* _Leestekst_:
######
De wereldwijde war on terror onder leiding van de Verenigde Staten heeft ook gevolgen voor de Belgische inlichtingendiensten. Zij staan onder toenemende druk van de Amerikaanse autoriteiten om snelle resultaten te boeken in de strijd tegen het islamitisch extremisme.
Het gevolg daarvan is dat de Belgische diensten in bepaalde dossiers de draad kwijt zijn, ongeoorloogde methoden gebruiken en verzeilen in een juridisch niemandsland: een grijze zone tussen het klassieke inlichtingenwerk en de vervolging van strafbare feiten. Dat terrein is exclusief voorbehouden voor het gerechtelijk apparaat, zodat er “verwarring” dreigt te ontstaan tussen de taken van politiediensten en die van de inlichtingendiensten.
Die evolutie staat, aan de hand van een reeks concrete dossiers, beschreven in het jongste jaarverslag van het Comité I, het orgaan dat namens het parlement toezicht uitoefent op de werking van de staatsveiligheid en de Algemene Dienst Inlichting en Veiligheid (ADIV) van het leger.
######
(Items voor locatie-identificatie)
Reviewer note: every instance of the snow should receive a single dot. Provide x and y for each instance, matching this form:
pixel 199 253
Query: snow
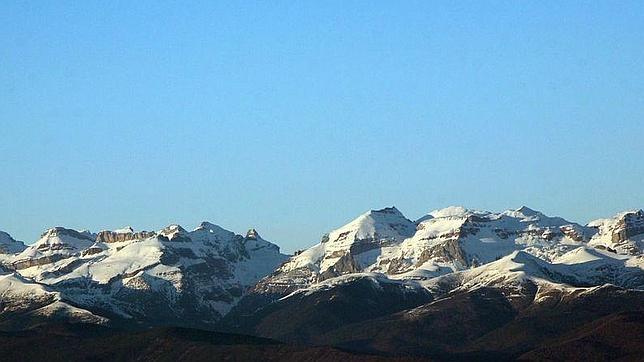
pixel 8 245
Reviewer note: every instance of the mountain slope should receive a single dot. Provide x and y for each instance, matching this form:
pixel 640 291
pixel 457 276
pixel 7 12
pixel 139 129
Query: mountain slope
pixel 171 276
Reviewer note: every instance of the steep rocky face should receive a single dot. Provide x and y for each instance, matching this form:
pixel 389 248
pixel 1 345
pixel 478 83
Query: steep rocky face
######
* _Opdracht_: Geef uit de tekst over de Belgische inlichtingendiensten woordelijk het stuk weer dat begint bij "De wereldwijde war" en eindigt bij "van de inlichtingendiensten.".

* _Uitgewerkte opdracht_:
De wereldwijde war on terror onder leiding van de Verenigde Staten heeft ook gevolgen voor de Belgische inlichtingendiensten. Zij staan onder toenemende druk van de Amerikaanse autoriteiten om snelle resultaten te boeken in de strijd tegen het islamitisch extremisme.
Het gevolg daarvan is dat de Belgische diensten in bepaalde dossiers de draad kwijt zijn, ongeoorloogde methoden gebruiken en verzeilen in een juridisch niemandsland: een grijze zone tussen het klassieke inlichtingenwerk en de vervolging van strafbare feiten. Dat terrein is exclusief voorbehouden voor het gerechtelijk apparaat, zodat er “verwarring” dreigt te ontstaan tussen de taken van politiediensten en die van de inlichtingendiensten.